(Location labeling records)
-------------------------

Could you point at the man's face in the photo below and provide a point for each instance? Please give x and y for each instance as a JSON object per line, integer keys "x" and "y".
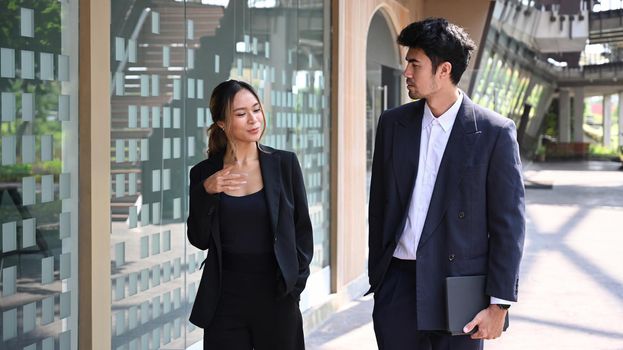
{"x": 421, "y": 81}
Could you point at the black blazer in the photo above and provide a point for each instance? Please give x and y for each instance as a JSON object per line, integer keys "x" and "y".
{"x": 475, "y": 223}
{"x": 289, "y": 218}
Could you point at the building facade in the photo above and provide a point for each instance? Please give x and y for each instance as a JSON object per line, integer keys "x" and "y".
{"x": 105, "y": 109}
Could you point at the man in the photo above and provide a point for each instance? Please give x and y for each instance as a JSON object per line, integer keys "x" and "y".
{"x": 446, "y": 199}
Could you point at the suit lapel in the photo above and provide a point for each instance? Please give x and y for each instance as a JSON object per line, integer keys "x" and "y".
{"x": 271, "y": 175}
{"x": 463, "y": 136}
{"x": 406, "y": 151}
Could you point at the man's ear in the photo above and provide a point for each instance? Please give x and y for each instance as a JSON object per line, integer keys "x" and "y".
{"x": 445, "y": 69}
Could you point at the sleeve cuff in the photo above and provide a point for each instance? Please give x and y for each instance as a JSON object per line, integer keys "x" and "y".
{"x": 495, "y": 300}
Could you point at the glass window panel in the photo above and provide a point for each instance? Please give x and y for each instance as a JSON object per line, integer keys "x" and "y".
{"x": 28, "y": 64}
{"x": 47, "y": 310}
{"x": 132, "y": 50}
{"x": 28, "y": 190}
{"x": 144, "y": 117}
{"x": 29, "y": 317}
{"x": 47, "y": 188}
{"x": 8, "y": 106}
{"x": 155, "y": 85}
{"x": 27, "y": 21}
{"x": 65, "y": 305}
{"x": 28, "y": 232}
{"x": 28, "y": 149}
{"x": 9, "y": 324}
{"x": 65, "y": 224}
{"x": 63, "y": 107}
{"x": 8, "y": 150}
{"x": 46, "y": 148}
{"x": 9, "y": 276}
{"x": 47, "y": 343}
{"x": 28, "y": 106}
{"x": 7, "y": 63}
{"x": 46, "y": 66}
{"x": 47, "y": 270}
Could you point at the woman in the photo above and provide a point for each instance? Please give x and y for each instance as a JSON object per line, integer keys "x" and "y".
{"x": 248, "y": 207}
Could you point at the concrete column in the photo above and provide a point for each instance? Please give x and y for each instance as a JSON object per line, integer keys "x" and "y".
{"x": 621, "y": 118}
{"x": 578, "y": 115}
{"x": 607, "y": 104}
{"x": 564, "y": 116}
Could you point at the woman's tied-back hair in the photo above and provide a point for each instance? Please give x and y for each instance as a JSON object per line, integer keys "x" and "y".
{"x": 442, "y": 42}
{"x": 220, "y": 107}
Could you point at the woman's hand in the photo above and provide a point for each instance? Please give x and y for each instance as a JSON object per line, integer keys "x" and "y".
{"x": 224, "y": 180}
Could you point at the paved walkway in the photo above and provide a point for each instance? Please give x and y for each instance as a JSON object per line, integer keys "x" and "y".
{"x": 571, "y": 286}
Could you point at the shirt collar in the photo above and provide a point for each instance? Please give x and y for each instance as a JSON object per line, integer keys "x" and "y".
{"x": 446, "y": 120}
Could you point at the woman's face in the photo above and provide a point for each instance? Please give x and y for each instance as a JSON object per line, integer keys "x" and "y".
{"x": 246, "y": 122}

-------------------------

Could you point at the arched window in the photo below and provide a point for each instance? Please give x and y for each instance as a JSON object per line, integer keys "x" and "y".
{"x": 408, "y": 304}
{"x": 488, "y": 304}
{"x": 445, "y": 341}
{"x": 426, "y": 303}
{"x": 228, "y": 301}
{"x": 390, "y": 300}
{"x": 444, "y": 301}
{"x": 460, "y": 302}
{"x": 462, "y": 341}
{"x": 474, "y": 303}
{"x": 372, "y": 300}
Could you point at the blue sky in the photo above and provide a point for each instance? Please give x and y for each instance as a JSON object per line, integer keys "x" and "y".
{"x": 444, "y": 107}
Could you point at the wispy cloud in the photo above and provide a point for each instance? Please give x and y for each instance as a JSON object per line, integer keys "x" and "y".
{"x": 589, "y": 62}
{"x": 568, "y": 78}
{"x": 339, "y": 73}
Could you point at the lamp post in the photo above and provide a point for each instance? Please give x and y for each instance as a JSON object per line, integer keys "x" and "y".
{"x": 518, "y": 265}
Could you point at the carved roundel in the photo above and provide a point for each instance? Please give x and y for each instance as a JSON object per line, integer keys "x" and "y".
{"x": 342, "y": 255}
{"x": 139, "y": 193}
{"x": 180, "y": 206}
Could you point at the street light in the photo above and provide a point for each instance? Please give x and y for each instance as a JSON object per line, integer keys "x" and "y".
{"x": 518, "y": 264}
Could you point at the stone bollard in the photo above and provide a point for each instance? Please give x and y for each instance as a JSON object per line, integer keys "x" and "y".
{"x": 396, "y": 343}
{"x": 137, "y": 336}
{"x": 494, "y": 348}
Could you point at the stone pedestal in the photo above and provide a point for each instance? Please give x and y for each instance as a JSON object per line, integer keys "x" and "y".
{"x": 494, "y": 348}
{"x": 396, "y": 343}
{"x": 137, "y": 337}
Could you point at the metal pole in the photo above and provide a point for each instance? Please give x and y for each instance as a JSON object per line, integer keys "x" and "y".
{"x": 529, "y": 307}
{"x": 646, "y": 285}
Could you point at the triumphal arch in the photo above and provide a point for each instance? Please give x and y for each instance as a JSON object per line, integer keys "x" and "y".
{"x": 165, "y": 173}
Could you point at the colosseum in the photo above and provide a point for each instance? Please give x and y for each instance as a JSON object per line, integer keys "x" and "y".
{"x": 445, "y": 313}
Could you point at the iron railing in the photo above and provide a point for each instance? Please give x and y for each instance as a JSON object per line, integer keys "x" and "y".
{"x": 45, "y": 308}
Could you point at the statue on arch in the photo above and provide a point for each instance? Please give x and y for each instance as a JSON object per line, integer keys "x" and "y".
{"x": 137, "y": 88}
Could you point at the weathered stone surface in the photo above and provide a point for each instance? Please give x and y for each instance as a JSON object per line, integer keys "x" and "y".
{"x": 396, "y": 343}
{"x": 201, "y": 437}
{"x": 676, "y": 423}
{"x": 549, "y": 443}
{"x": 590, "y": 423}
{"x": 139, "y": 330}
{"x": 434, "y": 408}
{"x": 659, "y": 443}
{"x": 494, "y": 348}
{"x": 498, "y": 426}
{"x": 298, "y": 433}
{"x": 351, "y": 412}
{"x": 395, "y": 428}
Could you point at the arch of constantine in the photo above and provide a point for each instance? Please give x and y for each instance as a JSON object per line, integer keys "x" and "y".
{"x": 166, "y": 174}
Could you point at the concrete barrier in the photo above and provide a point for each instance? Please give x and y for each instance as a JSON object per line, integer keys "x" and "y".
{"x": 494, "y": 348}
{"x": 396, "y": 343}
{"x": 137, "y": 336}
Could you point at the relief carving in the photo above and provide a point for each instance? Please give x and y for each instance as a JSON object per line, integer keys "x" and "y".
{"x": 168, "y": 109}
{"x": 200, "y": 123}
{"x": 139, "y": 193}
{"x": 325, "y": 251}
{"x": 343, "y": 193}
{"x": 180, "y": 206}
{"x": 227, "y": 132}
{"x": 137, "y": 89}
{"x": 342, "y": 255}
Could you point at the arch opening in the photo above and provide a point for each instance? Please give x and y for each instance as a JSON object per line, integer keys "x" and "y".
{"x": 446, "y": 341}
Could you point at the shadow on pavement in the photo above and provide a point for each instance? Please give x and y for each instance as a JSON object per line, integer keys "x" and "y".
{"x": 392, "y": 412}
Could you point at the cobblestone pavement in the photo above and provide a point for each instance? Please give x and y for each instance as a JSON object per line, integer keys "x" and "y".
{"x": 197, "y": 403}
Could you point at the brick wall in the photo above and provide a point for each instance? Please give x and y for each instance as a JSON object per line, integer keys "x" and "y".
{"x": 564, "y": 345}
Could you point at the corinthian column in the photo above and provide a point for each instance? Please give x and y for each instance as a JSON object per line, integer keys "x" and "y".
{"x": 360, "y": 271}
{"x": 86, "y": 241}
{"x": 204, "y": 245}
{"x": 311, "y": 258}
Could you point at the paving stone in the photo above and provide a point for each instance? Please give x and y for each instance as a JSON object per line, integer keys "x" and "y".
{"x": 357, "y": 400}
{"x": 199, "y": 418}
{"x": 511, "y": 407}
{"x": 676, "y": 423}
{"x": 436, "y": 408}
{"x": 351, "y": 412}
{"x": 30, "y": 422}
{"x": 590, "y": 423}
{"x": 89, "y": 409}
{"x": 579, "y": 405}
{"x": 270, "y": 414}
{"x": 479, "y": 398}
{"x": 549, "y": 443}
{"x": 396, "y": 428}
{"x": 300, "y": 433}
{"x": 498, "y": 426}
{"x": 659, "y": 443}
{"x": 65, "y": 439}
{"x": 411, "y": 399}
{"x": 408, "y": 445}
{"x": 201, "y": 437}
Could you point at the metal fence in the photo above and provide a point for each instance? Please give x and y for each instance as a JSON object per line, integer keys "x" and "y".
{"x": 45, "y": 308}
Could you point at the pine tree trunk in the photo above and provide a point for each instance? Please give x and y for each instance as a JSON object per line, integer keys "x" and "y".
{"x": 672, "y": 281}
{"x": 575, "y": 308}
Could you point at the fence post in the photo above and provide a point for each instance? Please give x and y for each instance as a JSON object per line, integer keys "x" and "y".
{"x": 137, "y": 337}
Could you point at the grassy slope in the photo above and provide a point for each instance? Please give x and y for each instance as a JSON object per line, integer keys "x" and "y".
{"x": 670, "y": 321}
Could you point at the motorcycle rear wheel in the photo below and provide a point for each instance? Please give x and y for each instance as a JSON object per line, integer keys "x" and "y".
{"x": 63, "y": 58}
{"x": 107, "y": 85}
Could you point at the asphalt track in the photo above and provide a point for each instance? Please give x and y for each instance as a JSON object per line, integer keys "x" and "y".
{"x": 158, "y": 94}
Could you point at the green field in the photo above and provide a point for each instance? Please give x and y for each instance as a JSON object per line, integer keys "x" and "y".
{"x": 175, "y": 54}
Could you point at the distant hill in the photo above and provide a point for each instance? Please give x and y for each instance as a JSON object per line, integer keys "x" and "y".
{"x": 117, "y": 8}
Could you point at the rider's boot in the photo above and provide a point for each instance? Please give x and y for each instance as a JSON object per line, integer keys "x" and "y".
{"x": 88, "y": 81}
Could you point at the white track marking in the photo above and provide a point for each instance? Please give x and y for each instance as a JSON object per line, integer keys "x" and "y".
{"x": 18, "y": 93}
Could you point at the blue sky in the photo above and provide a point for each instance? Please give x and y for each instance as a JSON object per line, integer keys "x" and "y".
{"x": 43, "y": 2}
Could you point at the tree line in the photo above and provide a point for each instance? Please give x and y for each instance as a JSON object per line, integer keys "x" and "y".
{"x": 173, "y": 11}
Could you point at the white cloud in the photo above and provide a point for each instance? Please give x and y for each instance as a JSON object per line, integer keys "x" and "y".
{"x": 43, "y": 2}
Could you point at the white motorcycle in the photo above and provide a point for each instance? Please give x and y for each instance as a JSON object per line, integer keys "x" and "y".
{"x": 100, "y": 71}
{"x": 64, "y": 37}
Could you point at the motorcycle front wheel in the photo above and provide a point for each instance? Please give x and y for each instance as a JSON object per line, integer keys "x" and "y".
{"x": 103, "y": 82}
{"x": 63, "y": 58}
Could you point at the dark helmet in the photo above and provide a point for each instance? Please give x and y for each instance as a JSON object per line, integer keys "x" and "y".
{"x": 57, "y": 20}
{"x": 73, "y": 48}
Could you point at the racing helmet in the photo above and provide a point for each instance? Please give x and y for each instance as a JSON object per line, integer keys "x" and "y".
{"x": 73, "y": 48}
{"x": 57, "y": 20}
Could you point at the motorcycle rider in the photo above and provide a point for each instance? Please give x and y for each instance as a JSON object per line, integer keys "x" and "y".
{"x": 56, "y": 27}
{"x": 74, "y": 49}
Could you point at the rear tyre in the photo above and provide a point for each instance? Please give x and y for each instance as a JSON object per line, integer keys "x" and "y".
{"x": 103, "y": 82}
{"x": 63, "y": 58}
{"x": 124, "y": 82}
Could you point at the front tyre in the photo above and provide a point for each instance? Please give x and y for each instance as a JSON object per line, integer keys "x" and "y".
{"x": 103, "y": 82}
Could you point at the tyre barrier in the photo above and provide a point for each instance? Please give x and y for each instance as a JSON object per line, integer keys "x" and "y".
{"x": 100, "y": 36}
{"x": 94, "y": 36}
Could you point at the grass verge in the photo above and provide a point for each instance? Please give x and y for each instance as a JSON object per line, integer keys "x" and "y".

-------------------------

:: Task description ::
Find each line above that contains the word "concrete", with the same capitalization, and copy those lines in full.

:: Final answer ::
Could you point at the concrete column in the photo above and provide a point for each instance? Please give x and y for each instance as a JSON object per line, integer keys "x" and "y".
Could you point at the concrete barrier in the photo above and provide a point for each instance? Please give x and y for each instance as a JSON object per line, integer keys "x" and "y".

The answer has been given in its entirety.